**About this exercise:**
Below are records; how many of their lines contain "find"? Reply with the number and no other words.

**Supplied material:**
◇ ◇ ◇ ◇ ◇

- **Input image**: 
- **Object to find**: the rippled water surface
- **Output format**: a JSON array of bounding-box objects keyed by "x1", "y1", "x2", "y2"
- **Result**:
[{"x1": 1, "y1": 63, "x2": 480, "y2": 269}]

◇ ◇ ◇ ◇ ◇

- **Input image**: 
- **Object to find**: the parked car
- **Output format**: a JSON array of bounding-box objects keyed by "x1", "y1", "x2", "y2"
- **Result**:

◇ ◇ ◇ ◇ ◇

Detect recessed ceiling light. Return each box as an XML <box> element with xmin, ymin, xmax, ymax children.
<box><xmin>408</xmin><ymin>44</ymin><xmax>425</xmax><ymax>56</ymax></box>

◇ ◇ ◇ ◇ ◇

**Task result:**
2